[TASK BRIEF] I would like you to output every record below exactly, apart from the pictures.

Content starts

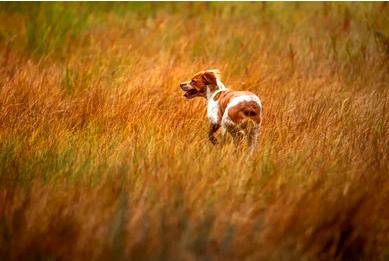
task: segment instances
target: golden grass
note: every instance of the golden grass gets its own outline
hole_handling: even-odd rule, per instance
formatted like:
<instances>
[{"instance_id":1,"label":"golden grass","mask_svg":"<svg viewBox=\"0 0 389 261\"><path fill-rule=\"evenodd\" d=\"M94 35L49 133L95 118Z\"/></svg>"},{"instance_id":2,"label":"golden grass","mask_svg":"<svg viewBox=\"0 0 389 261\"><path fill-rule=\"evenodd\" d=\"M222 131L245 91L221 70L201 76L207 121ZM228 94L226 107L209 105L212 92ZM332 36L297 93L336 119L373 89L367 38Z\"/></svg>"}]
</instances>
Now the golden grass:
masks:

Content ends

[YOUR SOLUTION]
task: segment instances
target: golden grass
note: every instance of the golden grass gets its own outline
hole_handling: even-odd rule, per instance
formatted like:
<instances>
[{"instance_id":1,"label":"golden grass","mask_svg":"<svg viewBox=\"0 0 389 261\"><path fill-rule=\"evenodd\" d=\"M94 35L49 133L95 118Z\"/></svg>"},{"instance_id":2,"label":"golden grass","mask_svg":"<svg viewBox=\"0 0 389 261\"><path fill-rule=\"evenodd\" d=\"M222 131L245 91L221 70L201 76L207 121ZM228 94L226 107L209 105L212 92ZM332 36L297 93L336 119L373 89L367 38Z\"/></svg>"}]
</instances>
Now the golden grass:
masks:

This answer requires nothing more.